**GOAL OF THE EXERCISE:**
Nothing but the lines from the line with "of the tiled" through the end of the data is to be copied, and each is to be copied exactly.

**INPUT DATA:**
:::::
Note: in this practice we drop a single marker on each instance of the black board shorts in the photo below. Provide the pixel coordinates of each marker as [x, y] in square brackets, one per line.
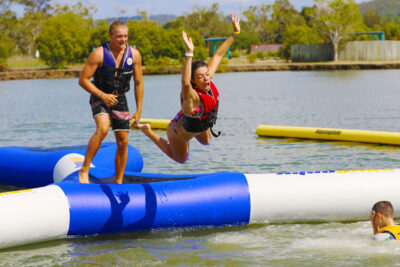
[118, 114]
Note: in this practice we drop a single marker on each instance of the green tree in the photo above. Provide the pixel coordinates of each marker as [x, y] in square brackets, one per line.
[27, 30]
[259, 21]
[151, 40]
[299, 34]
[245, 40]
[64, 39]
[99, 34]
[8, 20]
[284, 14]
[371, 18]
[338, 18]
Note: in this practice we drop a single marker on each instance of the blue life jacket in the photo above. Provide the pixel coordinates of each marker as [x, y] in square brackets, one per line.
[112, 79]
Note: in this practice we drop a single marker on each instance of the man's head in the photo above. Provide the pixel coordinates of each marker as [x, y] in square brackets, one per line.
[383, 213]
[118, 33]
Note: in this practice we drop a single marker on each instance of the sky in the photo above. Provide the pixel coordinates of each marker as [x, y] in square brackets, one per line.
[120, 8]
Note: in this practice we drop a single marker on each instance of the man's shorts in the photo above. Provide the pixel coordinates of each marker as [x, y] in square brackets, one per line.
[118, 114]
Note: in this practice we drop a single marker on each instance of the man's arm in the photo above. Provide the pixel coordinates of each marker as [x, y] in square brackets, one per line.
[95, 59]
[138, 79]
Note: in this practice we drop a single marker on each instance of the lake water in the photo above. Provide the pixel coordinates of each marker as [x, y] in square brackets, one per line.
[51, 113]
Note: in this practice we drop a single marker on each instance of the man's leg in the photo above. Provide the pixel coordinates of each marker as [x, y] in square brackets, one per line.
[121, 156]
[102, 127]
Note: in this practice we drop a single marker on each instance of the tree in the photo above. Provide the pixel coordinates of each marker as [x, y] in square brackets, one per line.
[284, 14]
[99, 34]
[259, 21]
[371, 18]
[299, 34]
[64, 39]
[339, 18]
[245, 40]
[392, 30]
[8, 20]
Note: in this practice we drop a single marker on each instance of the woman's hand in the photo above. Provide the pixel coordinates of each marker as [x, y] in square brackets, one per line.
[188, 42]
[235, 22]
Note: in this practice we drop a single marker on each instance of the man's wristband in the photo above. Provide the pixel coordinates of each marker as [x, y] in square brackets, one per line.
[235, 34]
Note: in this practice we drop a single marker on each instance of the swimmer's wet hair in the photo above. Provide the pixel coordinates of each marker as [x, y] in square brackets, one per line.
[384, 207]
[197, 64]
[116, 24]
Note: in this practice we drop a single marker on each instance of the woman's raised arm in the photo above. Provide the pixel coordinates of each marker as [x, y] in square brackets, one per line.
[219, 53]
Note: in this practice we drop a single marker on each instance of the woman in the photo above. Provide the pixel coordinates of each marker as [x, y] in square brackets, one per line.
[199, 102]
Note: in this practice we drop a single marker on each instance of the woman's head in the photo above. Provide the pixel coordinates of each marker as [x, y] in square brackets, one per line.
[200, 77]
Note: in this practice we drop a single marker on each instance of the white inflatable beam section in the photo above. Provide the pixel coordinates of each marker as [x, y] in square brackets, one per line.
[321, 196]
[33, 215]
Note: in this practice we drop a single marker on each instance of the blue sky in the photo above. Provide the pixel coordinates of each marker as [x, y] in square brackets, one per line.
[116, 8]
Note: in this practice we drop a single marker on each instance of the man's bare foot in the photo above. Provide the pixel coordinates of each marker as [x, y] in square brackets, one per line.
[144, 127]
[83, 177]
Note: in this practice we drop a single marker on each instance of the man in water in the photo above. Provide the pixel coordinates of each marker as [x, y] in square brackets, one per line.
[383, 223]
[112, 66]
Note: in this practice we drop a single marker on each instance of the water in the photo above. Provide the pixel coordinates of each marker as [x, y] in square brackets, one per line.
[50, 113]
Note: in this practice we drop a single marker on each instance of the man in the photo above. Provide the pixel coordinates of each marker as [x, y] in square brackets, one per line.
[112, 65]
[382, 221]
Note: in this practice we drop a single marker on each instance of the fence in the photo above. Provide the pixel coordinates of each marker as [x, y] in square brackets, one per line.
[352, 51]
[312, 53]
[370, 51]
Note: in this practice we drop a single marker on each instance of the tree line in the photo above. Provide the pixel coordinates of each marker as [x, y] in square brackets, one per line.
[66, 34]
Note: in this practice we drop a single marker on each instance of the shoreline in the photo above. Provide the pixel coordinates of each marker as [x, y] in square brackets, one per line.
[46, 73]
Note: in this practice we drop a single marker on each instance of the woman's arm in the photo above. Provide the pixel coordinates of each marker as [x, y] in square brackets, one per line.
[187, 68]
[188, 93]
[220, 52]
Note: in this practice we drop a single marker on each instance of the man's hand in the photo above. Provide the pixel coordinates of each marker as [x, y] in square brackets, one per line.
[372, 219]
[109, 99]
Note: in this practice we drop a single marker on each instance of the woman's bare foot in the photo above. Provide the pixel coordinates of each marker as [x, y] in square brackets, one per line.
[144, 127]
[83, 177]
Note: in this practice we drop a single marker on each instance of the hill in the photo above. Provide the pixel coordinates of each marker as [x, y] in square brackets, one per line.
[385, 8]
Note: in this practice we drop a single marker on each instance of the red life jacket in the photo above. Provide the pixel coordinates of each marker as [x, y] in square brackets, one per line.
[205, 116]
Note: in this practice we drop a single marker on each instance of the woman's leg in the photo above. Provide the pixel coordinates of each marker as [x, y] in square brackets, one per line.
[175, 148]
[204, 138]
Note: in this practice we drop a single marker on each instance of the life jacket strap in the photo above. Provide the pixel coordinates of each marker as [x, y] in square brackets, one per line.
[215, 134]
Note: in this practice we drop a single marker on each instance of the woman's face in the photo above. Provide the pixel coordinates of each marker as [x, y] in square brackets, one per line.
[202, 78]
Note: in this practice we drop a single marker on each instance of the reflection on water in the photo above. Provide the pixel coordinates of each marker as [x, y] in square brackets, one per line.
[367, 100]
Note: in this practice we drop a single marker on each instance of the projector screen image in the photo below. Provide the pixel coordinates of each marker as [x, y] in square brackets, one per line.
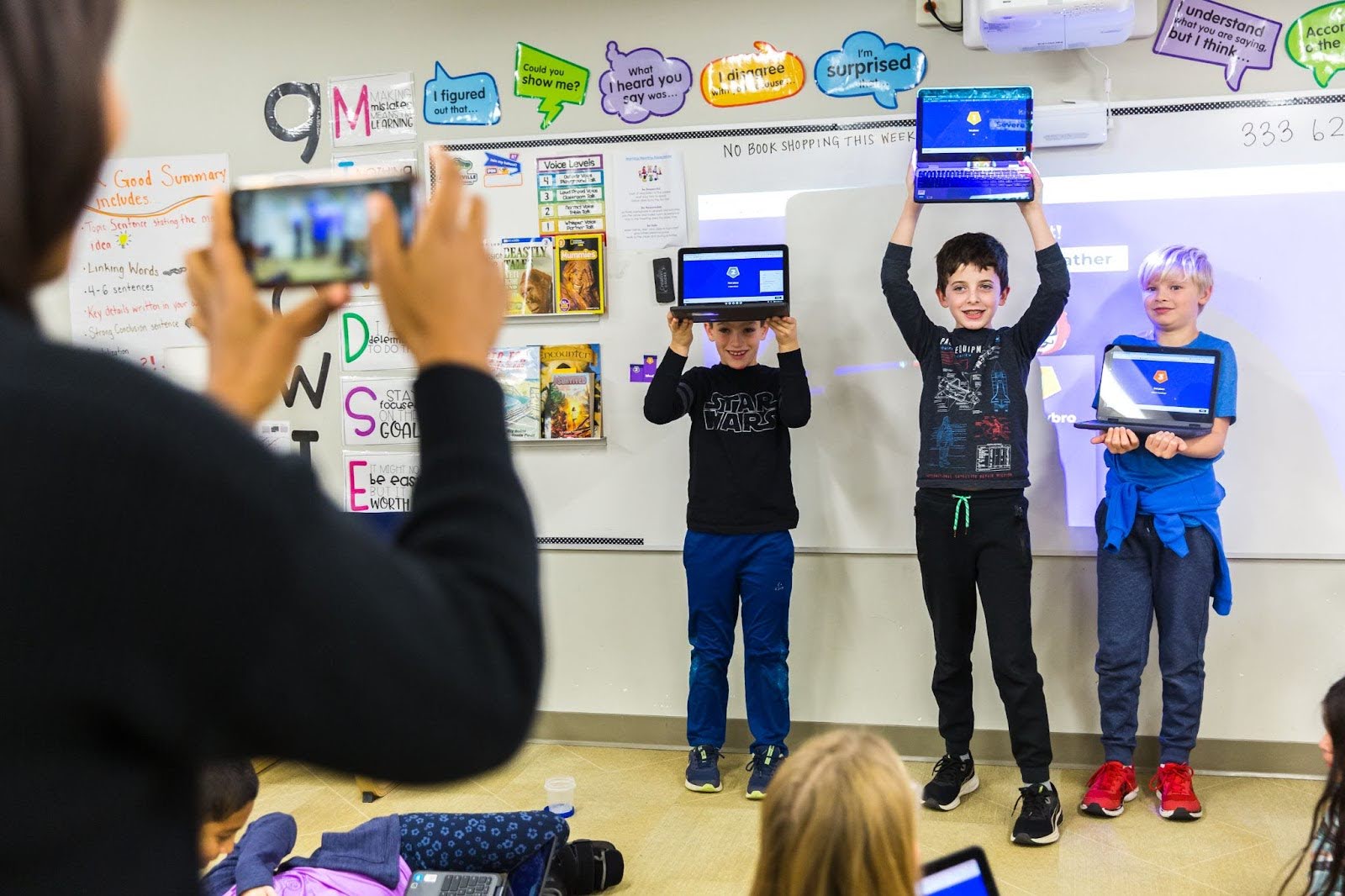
[1274, 244]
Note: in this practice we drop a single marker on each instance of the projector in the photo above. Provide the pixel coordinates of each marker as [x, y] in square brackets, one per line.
[1032, 26]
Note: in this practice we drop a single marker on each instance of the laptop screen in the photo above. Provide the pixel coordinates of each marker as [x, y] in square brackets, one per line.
[962, 878]
[733, 276]
[957, 124]
[1138, 383]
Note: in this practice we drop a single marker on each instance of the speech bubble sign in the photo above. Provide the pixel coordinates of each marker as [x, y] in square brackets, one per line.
[643, 82]
[1317, 40]
[1221, 35]
[468, 100]
[549, 80]
[868, 66]
[748, 78]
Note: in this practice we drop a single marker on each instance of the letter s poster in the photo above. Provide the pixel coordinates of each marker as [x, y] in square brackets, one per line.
[128, 276]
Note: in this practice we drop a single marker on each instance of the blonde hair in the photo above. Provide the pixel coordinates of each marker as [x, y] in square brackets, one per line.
[840, 818]
[1189, 261]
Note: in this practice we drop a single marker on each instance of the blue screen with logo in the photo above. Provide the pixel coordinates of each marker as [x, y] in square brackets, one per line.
[961, 121]
[1141, 382]
[717, 277]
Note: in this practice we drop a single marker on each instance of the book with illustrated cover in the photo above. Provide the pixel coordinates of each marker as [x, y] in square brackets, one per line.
[528, 266]
[583, 356]
[582, 279]
[518, 373]
[572, 409]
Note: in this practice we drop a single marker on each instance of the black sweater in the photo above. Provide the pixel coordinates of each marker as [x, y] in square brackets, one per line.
[174, 593]
[740, 439]
[974, 401]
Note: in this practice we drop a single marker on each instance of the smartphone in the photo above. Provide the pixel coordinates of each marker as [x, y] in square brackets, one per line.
[313, 228]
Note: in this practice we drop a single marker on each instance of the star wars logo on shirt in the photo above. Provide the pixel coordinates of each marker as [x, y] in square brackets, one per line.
[741, 412]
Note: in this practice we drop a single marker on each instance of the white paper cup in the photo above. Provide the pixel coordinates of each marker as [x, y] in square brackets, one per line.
[560, 795]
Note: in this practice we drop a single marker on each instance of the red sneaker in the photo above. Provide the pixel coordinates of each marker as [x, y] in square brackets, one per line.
[1176, 795]
[1109, 790]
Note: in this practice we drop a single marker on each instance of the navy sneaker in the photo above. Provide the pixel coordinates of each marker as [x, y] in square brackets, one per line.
[954, 777]
[703, 770]
[763, 766]
[1039, 824]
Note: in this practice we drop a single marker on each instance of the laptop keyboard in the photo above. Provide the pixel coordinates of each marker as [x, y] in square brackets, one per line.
[977, 175]
[468, 885]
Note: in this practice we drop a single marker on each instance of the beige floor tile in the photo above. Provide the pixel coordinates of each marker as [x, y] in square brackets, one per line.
[683, 842]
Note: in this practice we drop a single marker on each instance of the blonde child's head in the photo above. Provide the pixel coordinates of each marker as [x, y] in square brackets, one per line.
[840, 818]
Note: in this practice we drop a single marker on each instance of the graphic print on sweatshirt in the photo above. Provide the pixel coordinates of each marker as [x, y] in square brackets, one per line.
[741, 412]
[965, 372]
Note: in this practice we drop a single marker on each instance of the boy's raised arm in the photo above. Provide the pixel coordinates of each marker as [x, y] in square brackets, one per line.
[669, 396]
[1053, 293]
[916, 329]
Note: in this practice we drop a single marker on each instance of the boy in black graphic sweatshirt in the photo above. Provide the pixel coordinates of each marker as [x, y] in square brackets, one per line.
[972, 514]
[739, 515]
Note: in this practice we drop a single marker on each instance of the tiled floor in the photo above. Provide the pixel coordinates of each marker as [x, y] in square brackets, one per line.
[676, 841]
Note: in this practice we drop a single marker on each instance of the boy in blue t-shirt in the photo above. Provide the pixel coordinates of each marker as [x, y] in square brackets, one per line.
[1161, 556]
:::::
**ANSWER FOR THIS EXERCISE:**
Note: in this practice we drop a single marker on each instance of the tiled floor in the photo above. Provide the pixel coordinates of each marker as [x, y] in square brackets, one per line.
[676, 841]
Note: in this practice we drop a single marker on each instance of the boy in blue t-shirt in the photo above. Provide the pixel coordinates of each marker as [x, y] in square brackets, one per line.
[1161, 556]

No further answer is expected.